» **Extrait à lire**
Considérant, enfin, que l'accord franco-algérien du 27 décembre 1968 modifié régit d'une manière complète les conditions dans lesquelles les ressortissants algériens peuvent être admis à séjourner en France et y exercer une activité professionnelle, ainsi que les règles concernant la nature des titres de séjour qui peuvent leur être délivrés et leur durée de validité, et les conditions dans lesquelles leurs conjoints et leurs enfants mineurs peuvent s'établir en France ; qu'il suit de là que les dispositions de l'ordonnance du 2 novembre 1945, qui sont relatives aux différents titres de séjour qui peuvent être délivrés aux étrangers en général et aux conditions de leur délivrance, ne sont pas applicables aux ressortissants algériens, lesquels relèvent à cet égard des règles fixées par l'accord précité ; qu'ainsi, Mme Y..., épouse Y, ne peut utilement se prévaloir des dispositions de l'article 12 bis de l'ordonnance du 2 novembre 1945 en vertu desquelles, dans leur rédaction alors en vigueur sauf si sa présence constitue une menace pour l'ordre public, la carte de séjour temporaire portant la mention vie privée et familiale est délivrée de plein droit : (...) 3° A l'étranger, ne vivant pas en état de polygamie, qui justifie par tout moyen résider en France habituellement depuis plus de dix ans ou plus de quinze ans si, au cours de cette période, il a séjourné en qualité d'étudiant ;

Considérant qu'il résulte de tout ce qui précède que le PREFET DE POLICE est fondé à soutenir que c'est à tort que, par le jugement attaqué, le magistrat délégué par le président du tribunal administratif de Paris a annulé son arrêté du 23 septembre 1999 ordonnant la reconduite à la frontière de Mme Y..., épouse Y ; qu'il appartient seulement à cette dernière, dans le cas où le titre de séjour qui lui a été délivré en exécution de ce jugement lui serait retiré, de saisir le préfet territorialement compétent, si elle s'y croit fondée, d'une nouvelle demande de régularisation de sa situation en faisant valoir tant la durée de sa résidence en France que les liens personnels et familiaux qu'elle y a noués depuis l'intervention de l'arrêté litigieux, au regard notamment des stipulations des paragraphes 1 et 5 de l'article 6 de l'accord franco-algérien du 27 décembre 1968, dans sa rédaction issue du troisième avenant en date du 11 juillet 2001, publié au Journal officiel de la République française le 26 décembre 2002 ;

Sur les conclusions tendant à l'application des dispositions de l'article L. 761-1 du code de justice administrative :

Considérant que ces dispositions font obstacle à ce que soit mise à la charge de l'Etat, qui n'est pas dans la présente instance la partie perdante, la somme que Mme Y..., épouse Y, demande au titre des frais exposés par elle et non compris dans les dépens ;

D E C I D E :

--------------

Article 1er : Le jugement du magistrat délégué par le président du tribunal administratif de Paris en date du 29 novembre 2000 est annulé.

Entrées d'un jeu de données:

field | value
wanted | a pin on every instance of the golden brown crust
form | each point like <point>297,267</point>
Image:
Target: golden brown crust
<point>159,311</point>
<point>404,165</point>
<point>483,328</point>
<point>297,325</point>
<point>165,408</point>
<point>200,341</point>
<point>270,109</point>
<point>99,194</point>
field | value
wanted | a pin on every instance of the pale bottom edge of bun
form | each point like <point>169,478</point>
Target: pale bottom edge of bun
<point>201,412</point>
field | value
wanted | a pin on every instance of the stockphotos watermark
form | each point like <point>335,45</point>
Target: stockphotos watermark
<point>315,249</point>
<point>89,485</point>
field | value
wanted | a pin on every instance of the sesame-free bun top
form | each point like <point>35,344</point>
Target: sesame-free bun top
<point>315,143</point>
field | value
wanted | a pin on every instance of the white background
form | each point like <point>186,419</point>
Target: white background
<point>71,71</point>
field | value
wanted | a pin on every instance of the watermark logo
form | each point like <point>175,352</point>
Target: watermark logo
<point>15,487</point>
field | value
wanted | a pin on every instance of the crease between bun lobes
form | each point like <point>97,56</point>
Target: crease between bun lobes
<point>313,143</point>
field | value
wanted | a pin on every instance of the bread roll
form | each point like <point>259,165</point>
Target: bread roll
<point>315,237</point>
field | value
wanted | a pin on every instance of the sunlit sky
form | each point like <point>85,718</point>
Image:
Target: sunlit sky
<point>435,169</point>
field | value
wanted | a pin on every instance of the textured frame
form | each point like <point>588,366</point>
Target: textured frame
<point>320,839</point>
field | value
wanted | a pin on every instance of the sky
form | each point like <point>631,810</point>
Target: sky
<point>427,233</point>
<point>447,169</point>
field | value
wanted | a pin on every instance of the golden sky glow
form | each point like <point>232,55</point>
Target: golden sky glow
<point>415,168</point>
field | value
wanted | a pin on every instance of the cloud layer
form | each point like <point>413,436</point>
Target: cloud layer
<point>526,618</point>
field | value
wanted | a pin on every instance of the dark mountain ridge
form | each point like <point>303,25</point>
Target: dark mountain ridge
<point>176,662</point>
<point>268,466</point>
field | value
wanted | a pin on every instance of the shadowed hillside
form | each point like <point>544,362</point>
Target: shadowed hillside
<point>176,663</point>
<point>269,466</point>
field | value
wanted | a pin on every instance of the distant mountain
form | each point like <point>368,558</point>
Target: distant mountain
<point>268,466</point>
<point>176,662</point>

» **Objectifs**
#1 Relevez toutes les dates complètes (jour, mois et année) citées dans la décision de justice, chacune une seule fois.
#2 D'après la décision de justice, de quelle date est l'arrêté du préfet de police ordonnant la reconduite à la frontière de Mme Y..., épouse Y ?
#3 Reprenez la décision de justice à partir de l'endroit où elle s'arrête.
Ces entrées proviennent d'une autre source que la décision de justice.

» **Réponses fournies**
#1
- 27 décembre 1968
- 2 novembre 1945
- 23 septembre 1999
- 11 juillet 2001
- 26 décembre 2002
- 29 novembre 2000

#2 Il date du 23 septembre 1999.

#3
Article 2 : La demande présentée par Mme Y..., épouse Y, devant le tribunal administratif de Paris et ses conclusions tendant à l'application des dispositions de l'article L. 761-1 du code de justice administrative sont rejetées.

Article 3 : La présente décision sera notifiée au PREFET DE POLICE, à Mme Malika Y..., épouse Y, et au ministre d'Etat, ministre de l'intérieur et de l'aménagement du territoire.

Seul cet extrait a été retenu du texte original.